#### GIVEN REQUEST:
Edit the listing below so that every "screenshot" becomes "frame", and keep all other text unchanged.

--- --- ---

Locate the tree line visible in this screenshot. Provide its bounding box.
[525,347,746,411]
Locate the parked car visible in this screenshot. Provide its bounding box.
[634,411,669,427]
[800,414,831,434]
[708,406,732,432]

--- --- ---

#### EXPECTED OUTPUT:
Locate the tree line visible in this frame. Provide its bounding box.
[525,347,746,411]
Locate the parked car visible in this frame. Provide its bounding box.
[634,411,669,427]
[800,414,831,434]
[708,406,732,432]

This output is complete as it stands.